** START Material for this exercise **

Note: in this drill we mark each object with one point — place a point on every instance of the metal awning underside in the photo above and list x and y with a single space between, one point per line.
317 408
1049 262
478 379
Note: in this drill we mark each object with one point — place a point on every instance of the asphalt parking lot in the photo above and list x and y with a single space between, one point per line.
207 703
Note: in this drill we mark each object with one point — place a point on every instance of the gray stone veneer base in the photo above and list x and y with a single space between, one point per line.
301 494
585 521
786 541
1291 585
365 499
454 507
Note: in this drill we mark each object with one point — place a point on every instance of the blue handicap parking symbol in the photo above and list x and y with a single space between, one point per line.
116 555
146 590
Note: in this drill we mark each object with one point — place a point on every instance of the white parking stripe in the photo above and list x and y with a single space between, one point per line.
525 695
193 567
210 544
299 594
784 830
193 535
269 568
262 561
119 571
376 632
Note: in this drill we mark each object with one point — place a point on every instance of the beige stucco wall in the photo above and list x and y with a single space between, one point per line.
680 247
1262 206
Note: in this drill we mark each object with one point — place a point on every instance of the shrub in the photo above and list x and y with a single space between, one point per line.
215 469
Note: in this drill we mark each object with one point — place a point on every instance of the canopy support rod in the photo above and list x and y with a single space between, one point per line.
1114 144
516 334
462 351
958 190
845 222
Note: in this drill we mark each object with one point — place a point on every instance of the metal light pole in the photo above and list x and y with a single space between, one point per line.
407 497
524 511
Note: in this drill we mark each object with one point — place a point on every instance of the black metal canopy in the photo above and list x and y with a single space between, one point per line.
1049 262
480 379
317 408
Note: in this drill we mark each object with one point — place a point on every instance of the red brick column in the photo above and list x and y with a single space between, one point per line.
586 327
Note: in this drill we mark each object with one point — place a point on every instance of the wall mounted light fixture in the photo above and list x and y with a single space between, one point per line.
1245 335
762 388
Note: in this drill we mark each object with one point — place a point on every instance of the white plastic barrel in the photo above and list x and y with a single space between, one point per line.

** END Material for this exercise **

### Task:
Rewrite the entries from the line containing "of the wall" through the end of the entries, inclusive, switching "barrel" to "drum" and leaving everything else unchanged.

### Written reply:
Note: in this drill we mark each object with one point — place a point on every instance of the wall mounted light fixture in the photo above and list x and y with a single space between, one point per line.
1245 335
762 388
Note: in this drill we mark each object with one point — place a point on every instance of the white plastic drum in the photo above and list x and y with a single space between, one point per line.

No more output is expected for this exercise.